## AIM
Report each line below that contains the word "long", copying every such line in full.

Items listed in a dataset
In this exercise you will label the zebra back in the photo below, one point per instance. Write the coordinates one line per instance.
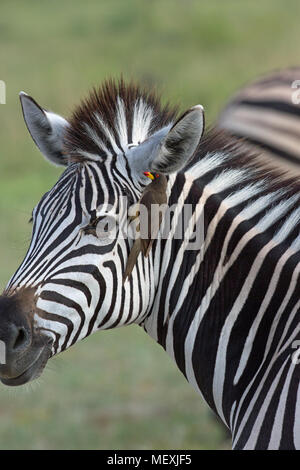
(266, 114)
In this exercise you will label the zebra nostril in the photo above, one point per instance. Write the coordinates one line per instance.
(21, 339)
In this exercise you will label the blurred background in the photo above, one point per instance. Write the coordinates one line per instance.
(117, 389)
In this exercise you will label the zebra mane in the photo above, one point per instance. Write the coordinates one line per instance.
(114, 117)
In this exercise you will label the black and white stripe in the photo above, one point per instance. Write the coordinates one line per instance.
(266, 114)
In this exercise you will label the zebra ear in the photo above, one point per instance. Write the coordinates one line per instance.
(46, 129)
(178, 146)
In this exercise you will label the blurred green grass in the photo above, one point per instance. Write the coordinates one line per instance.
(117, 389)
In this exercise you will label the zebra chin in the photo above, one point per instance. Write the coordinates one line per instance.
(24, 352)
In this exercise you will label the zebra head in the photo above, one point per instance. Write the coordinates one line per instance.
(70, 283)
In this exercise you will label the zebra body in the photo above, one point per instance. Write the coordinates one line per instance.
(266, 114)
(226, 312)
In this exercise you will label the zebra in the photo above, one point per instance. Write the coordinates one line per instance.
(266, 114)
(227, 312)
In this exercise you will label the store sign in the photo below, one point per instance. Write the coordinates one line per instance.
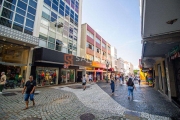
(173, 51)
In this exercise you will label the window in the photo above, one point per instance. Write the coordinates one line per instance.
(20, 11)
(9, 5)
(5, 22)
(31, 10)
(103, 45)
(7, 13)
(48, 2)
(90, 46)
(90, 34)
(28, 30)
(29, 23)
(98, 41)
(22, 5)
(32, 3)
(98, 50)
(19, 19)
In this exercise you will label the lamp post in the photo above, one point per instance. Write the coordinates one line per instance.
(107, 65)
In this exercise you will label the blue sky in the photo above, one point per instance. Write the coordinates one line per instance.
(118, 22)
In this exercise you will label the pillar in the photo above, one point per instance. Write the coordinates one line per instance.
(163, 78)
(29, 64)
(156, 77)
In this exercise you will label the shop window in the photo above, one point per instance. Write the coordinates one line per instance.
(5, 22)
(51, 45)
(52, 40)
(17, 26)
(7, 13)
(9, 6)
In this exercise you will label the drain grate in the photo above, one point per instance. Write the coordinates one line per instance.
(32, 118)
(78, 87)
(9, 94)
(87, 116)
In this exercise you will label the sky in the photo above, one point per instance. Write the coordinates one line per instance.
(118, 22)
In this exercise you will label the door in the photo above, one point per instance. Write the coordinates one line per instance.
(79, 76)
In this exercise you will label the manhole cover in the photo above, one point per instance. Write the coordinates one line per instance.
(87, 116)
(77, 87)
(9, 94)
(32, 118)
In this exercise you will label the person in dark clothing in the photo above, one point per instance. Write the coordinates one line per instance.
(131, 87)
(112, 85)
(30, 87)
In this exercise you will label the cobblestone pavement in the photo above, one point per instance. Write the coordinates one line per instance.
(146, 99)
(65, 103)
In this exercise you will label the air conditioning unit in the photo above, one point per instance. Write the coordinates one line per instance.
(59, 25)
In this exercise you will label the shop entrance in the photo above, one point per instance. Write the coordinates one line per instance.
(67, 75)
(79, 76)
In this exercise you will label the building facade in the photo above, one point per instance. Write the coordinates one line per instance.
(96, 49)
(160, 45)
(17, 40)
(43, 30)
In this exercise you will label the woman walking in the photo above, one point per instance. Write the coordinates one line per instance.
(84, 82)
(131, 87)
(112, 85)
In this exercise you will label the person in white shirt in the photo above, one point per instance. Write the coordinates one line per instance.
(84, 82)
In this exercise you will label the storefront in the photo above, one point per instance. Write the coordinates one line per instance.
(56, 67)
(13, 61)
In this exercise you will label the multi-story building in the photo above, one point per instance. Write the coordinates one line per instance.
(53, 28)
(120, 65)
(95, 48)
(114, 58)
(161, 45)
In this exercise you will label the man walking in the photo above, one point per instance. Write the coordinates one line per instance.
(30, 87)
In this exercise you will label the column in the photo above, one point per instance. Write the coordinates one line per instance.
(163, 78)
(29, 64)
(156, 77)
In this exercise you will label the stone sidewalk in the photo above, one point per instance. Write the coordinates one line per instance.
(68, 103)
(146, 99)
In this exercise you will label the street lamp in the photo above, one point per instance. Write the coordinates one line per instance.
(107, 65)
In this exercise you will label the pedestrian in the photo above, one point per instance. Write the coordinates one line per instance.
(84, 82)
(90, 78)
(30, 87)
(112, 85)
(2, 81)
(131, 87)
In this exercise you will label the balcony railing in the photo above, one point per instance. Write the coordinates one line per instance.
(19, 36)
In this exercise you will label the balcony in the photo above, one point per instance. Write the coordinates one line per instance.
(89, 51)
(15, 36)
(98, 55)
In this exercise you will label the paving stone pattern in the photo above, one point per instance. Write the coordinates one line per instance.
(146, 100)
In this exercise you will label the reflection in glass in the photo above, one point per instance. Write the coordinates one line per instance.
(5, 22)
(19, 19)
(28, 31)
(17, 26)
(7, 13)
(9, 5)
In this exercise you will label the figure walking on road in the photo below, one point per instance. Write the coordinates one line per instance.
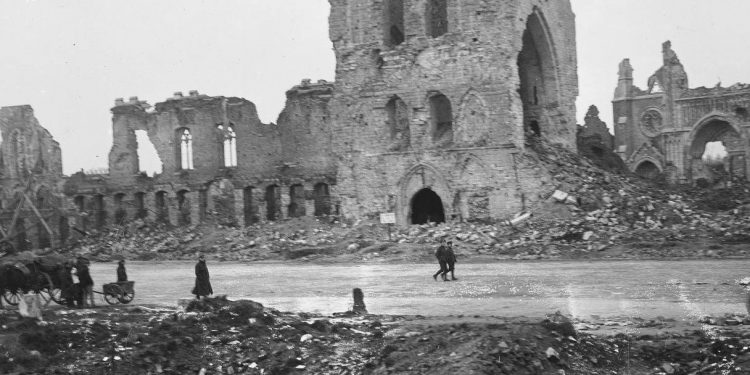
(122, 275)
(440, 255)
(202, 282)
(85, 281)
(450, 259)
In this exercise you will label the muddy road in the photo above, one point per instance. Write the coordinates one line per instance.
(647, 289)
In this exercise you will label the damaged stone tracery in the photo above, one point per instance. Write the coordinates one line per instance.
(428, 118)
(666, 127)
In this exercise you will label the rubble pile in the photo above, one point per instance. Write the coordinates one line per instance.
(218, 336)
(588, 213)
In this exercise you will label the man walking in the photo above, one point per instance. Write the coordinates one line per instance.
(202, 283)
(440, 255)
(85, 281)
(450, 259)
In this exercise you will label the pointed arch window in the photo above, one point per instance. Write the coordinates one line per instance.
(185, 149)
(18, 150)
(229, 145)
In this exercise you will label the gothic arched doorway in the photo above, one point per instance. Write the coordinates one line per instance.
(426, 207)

==

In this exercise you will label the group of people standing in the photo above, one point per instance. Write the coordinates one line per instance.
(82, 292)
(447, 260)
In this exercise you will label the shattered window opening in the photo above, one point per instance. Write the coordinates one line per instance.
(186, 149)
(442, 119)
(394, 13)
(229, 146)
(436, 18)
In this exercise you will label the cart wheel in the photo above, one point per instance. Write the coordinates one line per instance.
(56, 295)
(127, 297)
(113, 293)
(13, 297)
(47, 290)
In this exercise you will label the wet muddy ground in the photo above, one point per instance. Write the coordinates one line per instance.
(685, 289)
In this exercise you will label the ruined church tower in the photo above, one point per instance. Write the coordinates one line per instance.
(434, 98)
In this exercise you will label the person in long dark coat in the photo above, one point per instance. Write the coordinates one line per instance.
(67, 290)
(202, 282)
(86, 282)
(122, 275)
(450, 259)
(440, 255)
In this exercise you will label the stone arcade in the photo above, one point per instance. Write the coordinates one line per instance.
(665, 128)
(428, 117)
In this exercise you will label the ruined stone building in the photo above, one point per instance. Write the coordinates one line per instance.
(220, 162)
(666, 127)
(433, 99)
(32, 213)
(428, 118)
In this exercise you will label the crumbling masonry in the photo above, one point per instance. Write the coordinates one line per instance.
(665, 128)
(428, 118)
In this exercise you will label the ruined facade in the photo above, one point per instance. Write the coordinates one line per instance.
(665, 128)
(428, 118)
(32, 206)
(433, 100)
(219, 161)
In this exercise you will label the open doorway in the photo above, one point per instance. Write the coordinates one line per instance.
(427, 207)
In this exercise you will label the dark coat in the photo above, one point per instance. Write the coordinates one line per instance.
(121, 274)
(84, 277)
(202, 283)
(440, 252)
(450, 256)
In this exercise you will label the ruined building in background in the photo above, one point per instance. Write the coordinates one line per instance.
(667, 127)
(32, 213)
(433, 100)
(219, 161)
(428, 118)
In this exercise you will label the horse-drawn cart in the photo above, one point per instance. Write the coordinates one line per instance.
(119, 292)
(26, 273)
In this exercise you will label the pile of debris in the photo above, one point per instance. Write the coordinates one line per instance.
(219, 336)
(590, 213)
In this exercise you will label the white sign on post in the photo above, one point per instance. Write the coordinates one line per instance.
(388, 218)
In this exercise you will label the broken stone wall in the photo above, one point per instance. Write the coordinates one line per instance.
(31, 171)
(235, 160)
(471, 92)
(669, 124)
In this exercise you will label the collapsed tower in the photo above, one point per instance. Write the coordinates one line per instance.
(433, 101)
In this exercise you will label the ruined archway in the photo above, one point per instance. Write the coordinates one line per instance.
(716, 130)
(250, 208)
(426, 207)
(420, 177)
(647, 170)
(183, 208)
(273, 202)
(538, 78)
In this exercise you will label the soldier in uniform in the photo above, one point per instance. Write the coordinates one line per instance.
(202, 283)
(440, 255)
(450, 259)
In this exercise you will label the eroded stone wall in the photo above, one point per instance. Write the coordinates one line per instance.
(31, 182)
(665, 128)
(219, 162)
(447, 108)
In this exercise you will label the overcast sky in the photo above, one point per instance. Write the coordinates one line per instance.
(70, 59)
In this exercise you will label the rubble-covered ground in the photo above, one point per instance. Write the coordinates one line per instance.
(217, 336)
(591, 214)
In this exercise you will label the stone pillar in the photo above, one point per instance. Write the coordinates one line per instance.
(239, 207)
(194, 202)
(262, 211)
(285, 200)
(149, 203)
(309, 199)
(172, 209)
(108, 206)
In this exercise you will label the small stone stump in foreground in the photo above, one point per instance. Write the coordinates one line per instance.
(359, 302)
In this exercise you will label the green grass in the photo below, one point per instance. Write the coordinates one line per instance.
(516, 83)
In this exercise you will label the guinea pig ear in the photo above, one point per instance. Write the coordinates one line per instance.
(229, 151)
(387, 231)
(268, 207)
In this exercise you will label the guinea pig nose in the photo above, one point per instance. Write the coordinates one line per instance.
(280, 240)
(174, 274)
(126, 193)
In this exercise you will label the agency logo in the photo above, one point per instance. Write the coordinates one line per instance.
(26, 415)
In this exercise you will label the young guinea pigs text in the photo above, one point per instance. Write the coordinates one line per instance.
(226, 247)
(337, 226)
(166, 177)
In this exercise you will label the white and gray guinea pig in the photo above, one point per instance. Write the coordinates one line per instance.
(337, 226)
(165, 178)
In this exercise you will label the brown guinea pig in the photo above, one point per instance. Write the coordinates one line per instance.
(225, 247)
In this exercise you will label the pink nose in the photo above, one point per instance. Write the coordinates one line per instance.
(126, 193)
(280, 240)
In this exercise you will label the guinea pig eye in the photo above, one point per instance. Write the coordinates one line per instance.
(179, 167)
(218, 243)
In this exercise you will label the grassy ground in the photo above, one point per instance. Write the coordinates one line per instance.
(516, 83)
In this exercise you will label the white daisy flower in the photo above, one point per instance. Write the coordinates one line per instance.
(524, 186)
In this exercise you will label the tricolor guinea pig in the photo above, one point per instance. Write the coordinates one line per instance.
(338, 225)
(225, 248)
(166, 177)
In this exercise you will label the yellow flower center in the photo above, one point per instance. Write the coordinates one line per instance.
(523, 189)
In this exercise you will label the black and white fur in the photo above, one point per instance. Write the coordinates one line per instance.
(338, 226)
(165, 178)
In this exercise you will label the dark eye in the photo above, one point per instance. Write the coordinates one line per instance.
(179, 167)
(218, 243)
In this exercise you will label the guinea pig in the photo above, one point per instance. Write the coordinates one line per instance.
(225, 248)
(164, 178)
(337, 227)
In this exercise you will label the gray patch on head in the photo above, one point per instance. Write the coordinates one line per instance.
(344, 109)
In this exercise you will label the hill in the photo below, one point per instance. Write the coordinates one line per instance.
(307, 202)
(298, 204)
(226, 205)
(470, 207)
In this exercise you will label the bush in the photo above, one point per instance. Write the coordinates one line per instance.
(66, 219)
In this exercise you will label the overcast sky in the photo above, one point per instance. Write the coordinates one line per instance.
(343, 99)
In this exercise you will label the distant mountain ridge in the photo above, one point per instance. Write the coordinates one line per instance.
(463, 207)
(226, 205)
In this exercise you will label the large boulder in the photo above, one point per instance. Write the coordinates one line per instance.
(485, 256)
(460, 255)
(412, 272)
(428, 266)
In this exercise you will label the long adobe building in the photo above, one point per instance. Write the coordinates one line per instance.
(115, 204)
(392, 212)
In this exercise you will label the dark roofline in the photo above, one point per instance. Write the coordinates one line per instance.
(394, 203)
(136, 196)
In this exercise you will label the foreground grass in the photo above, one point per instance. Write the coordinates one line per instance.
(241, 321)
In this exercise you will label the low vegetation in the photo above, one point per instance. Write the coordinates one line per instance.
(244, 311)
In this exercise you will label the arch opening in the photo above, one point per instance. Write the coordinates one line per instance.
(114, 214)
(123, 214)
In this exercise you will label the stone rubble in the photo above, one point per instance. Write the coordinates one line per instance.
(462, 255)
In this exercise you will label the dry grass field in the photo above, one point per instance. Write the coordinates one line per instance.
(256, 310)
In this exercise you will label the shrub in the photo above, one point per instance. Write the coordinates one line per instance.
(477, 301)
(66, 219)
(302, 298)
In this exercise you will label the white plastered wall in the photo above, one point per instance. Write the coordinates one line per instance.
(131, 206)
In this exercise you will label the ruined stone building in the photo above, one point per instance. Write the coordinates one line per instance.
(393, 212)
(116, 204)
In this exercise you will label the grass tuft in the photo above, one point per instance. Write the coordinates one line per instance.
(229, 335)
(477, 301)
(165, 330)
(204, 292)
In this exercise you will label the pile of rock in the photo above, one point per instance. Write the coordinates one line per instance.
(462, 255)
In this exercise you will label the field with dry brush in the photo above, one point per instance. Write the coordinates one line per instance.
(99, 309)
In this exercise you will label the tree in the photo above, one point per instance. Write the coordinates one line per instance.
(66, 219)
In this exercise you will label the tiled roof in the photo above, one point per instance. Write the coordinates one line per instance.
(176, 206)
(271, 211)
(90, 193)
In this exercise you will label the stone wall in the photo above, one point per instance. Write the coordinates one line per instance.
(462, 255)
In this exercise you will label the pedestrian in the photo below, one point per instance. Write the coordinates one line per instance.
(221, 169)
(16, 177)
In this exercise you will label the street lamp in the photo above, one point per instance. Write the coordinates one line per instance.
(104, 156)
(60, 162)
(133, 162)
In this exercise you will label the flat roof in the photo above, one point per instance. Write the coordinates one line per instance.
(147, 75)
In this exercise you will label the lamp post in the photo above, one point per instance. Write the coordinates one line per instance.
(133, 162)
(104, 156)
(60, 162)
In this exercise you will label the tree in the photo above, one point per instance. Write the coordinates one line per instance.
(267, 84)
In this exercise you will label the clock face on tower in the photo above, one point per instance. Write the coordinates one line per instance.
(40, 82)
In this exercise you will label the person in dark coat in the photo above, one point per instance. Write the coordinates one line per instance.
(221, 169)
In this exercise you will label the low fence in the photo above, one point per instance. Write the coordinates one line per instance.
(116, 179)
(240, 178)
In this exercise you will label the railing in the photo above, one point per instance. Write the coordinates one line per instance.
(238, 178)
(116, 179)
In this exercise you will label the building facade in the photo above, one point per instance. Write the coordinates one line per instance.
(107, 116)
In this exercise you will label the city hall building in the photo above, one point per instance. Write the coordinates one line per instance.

## EXERCISE ANSWER
In this exercise you will label the person in long dark coat in the photo above, one point per instance. Write the coordinates one line per instance.
In this exercise you will label the long adobe building in the photo above, one point per instance. Write the coordinates one line per instance.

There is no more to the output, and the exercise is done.